> [Source extract]:
* * * *
Large language models provide unsafe answers to patient-posed medical questions

By
Rachel L. Draelos
Samina Afreen
Barbara Blasko
Tiffany L. Brazile
Natasha Chase
Dimple Patel Desai
Jessica Evert
Heather L. Gardner
Lauren Herrmann
Aswathy Vaikom House
Stephanie Kass
Marianne Kavan
Kirshma Khemani
Amanda Koire
Lauren M. McDonald
Zahraa Rabeeah
Amy Shah
February 13, 2026

Npj Digital Medicine

Overview

This physician-led study assessed the safety of four publicly available large language model chatbots—Claude, Gemini, GPT-4o, and Llama—using 222 patient medical questions. Problematic response rates ranged from 21.6% to 43.2%, with unsafe responses between 5% and 13%, highlighting significant variability and potential risks in chatbot-provided medical advice.

Background

Millions of patients increasingly use large language model (LLM) chatbots for medical advice, raising concerns about patient safety. These models are applied across primary care topics including internal medicine, women’s health, and pediatrics. Despite their accessibility, the clinical reliability and safety of these tools remain uncertain. This study aims to quantitatively and qualitatively evaluate the safety of leading LLM chatbots in responding to patient inquiries.

Data Highlights

Chatbot	Problematic Response Rate (%)	Unsafe Response Rate (%)
Claude (Anthropic)	21.6	5
Gemini (Google)	Not specified	Not specified
GPT-4o (OpenAI)	Not specified	13
Llama-3.0/3.1-70B (Meta)	43.2	13

Key Findings

Claude demonstrated the lowest rate of problematic (21.6%) and unsafe (5%) responses among evaluated chatbots.
Llama exhibited the highest problematic response rate at 43.2% and an unsafe response rate of 13%.
Unsafe responses from GPT-4o and Llama were similarly high at 13%, indicating potential for serious patient harm.
Qualitative analysis revealed some chatbot answers could lead to delayed or incorrect diagnoses, posing significant clinical risks.
The study underscores statistically significant differences in safety profiles across publicly available LLM chatbots.
* * * *
> [Problems and tasks]:
1 - Answer these questions about the chatbot safety summary:
(a) How many patient medical questions were used to test the chatbots?
(b) Which chatbot had the highest problematic response rate, and what was that rate?
(c) Which three primary care topics does the Background section name?
2 - Reproduce the part of the chatbot safety summary word for word, starting with "Npj Digital Medicine" and going on through "chatbot-provided medical advice.".
* * * *
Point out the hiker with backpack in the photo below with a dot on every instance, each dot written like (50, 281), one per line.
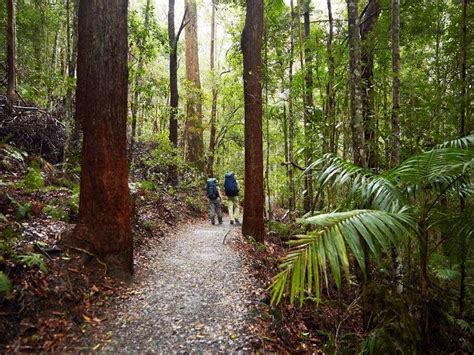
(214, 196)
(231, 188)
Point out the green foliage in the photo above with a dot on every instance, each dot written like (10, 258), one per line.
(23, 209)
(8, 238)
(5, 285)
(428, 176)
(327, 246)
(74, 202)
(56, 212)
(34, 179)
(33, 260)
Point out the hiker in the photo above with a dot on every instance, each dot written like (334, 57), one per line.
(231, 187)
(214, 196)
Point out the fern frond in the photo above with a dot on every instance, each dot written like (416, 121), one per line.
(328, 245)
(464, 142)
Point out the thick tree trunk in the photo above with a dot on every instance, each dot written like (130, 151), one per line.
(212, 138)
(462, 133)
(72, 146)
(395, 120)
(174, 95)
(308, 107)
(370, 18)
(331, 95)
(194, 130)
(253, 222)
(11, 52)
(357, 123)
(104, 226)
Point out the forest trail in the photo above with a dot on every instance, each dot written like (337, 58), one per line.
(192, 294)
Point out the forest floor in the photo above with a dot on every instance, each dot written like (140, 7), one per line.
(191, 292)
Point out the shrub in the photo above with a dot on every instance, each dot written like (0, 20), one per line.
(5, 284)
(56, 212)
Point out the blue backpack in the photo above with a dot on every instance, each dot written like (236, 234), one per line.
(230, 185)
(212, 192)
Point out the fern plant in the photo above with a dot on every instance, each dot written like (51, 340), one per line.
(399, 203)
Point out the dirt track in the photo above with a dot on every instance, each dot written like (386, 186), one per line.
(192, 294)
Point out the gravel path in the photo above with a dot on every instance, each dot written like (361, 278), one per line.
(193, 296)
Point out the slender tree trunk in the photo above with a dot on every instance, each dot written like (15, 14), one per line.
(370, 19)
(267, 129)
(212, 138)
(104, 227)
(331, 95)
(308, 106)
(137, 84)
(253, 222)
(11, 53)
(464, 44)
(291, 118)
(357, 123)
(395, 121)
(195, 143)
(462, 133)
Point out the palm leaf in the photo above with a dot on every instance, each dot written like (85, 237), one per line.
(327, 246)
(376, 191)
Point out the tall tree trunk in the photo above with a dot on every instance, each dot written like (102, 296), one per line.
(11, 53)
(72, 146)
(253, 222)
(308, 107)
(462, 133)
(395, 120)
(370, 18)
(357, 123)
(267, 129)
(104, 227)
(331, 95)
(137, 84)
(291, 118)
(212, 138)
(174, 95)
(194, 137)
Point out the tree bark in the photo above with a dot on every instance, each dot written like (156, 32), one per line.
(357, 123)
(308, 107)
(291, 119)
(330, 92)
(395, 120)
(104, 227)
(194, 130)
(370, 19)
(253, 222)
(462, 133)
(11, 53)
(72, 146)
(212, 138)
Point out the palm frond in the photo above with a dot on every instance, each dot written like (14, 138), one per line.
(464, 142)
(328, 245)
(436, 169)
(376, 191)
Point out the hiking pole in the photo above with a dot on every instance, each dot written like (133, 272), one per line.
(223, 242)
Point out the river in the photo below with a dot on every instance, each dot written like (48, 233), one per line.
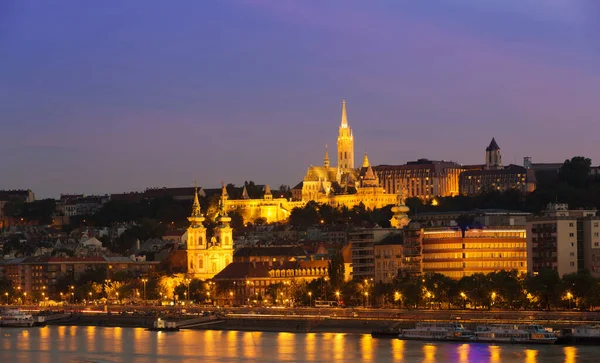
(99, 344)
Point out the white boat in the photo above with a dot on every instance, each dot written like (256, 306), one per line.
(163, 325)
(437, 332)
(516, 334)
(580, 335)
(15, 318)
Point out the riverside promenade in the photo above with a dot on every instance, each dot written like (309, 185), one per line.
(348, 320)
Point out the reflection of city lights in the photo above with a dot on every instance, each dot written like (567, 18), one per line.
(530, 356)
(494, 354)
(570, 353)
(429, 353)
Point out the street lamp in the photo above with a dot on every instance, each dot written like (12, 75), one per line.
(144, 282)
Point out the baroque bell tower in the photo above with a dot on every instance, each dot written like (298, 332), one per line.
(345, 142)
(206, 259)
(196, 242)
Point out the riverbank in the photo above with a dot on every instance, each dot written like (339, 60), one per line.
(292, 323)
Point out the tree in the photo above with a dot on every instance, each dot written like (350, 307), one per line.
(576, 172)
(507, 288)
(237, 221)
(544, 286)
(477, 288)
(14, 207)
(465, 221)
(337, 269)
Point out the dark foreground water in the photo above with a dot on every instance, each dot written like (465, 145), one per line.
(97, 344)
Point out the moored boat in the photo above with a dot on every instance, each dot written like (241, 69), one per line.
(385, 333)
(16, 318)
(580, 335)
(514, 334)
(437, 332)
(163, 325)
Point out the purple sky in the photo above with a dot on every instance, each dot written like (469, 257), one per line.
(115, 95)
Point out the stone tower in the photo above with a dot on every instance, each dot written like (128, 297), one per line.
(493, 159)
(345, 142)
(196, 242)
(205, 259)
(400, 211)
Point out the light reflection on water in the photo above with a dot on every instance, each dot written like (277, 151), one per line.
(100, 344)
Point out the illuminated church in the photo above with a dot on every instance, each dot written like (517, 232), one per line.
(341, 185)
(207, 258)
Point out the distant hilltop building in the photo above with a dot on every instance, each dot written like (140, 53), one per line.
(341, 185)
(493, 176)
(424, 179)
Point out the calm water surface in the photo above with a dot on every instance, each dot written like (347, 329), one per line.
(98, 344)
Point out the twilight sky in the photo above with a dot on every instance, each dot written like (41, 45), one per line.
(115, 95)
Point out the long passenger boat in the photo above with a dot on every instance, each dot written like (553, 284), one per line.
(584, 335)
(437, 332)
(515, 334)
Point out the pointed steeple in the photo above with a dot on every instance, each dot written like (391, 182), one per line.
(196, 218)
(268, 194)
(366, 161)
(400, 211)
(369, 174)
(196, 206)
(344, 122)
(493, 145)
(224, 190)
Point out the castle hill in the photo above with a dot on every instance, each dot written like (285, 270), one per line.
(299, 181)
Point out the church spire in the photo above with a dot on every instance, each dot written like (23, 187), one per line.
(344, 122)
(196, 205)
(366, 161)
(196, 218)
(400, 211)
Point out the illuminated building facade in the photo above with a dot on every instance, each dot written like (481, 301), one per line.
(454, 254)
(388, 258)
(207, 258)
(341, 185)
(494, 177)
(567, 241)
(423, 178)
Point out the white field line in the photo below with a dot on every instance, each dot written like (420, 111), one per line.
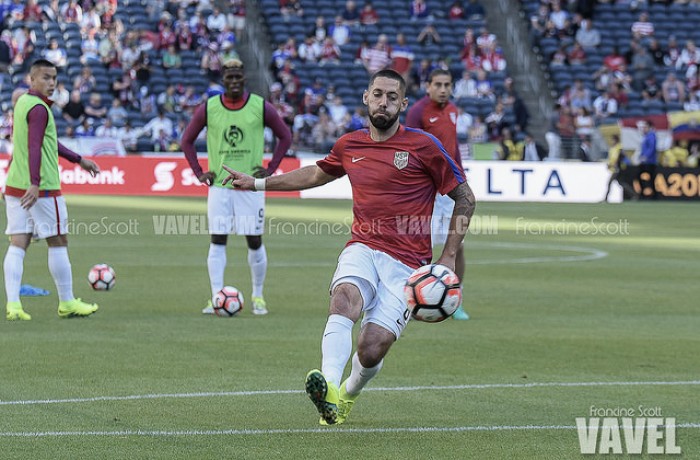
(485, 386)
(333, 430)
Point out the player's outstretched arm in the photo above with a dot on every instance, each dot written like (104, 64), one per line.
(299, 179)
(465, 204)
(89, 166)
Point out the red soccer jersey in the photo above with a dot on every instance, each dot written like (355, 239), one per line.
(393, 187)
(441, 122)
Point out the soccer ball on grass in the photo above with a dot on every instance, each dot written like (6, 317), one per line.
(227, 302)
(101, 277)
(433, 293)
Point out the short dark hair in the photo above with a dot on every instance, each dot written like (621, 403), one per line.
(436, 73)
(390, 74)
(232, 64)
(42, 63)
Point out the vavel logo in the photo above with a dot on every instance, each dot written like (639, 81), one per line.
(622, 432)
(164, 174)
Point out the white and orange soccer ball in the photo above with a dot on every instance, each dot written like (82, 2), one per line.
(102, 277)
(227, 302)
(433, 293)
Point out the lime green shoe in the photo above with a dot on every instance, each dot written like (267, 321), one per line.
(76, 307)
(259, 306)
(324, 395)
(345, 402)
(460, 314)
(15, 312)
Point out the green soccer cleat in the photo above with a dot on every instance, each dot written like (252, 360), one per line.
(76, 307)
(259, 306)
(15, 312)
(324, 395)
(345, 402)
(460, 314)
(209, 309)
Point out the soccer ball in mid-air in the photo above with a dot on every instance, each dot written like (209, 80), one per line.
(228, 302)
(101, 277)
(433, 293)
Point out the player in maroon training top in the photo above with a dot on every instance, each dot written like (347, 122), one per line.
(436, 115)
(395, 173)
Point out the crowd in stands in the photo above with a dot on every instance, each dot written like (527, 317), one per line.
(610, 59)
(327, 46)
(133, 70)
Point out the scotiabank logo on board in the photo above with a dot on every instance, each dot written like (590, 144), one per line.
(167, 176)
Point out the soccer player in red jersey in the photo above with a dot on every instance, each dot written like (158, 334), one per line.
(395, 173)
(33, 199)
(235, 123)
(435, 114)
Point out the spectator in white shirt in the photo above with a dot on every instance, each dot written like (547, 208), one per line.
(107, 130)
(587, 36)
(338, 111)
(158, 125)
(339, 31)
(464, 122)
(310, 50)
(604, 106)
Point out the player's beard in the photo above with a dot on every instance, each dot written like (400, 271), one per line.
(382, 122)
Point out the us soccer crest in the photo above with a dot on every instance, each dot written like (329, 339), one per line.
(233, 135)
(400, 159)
* * * *
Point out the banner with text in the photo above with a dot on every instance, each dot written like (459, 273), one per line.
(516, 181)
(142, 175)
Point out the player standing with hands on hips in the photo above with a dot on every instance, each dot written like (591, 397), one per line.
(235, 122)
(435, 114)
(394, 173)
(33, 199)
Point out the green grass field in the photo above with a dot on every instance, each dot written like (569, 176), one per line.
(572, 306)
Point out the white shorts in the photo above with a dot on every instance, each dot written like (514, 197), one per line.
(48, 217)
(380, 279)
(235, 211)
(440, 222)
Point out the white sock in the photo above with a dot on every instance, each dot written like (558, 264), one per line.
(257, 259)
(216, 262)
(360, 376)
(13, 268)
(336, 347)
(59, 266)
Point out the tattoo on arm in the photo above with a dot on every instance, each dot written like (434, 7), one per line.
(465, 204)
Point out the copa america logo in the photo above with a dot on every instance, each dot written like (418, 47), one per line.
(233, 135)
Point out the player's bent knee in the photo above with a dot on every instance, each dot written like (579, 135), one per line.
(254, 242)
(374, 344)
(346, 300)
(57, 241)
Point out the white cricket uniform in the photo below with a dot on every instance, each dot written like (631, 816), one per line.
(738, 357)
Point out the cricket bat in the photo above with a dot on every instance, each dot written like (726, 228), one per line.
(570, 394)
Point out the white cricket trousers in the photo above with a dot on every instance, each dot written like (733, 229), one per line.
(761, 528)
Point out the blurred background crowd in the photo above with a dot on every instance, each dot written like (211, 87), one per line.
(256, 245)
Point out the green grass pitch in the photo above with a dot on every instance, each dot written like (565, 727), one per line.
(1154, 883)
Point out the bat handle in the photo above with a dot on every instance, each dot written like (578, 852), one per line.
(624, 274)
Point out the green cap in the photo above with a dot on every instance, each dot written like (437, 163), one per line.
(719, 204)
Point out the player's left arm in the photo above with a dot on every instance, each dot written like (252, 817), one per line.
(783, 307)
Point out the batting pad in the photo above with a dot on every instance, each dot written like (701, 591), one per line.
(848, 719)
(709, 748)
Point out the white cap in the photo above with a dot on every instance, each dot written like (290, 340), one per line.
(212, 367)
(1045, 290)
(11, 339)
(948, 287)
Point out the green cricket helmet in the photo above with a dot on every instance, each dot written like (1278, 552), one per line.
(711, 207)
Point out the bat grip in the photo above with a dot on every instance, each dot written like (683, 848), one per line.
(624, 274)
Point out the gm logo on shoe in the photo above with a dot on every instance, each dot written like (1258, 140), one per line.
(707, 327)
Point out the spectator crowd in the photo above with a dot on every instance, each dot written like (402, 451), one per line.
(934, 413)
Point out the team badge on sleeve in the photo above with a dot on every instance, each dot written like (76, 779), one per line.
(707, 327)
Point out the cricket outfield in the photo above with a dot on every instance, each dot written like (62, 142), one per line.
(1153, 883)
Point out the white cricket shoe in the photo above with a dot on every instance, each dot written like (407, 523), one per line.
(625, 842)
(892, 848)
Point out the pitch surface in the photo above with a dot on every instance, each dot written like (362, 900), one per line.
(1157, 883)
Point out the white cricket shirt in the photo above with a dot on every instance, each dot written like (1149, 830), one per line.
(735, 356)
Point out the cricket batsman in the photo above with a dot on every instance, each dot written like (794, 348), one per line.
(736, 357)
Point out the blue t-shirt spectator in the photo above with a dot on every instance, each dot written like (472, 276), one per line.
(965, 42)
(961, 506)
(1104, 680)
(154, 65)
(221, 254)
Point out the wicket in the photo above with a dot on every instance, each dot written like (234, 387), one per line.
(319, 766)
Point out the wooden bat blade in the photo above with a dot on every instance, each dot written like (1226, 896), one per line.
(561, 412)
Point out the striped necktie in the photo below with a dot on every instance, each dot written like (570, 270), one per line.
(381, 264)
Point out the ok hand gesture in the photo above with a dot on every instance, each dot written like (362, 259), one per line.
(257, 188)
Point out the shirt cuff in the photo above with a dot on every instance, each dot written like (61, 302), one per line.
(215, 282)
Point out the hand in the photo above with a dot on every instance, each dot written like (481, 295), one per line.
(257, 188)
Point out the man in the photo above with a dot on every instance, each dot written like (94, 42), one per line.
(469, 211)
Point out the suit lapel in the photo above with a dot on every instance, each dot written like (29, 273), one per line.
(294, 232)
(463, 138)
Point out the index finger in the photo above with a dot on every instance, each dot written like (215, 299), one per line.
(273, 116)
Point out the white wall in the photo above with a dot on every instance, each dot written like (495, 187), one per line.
* * * *
> [Answers]:
1 -
(a) 222
(b) Llama, at 43.2%
(c) Internal medicine, women's health, and pediatrics

2 -
Npj Digital Medicine

Overview

This physician-led study assessed the safety of four publicly available large language model chatbots—Claude, Gemini, GPT-4o, and Llama—using 222 patient medical questions. Problematic response rates ranged from 21.6% to 43.2%, with unsafe responses between 5% and 13%, highlighting significant variability and potential risks in chatbot-provided medical advice.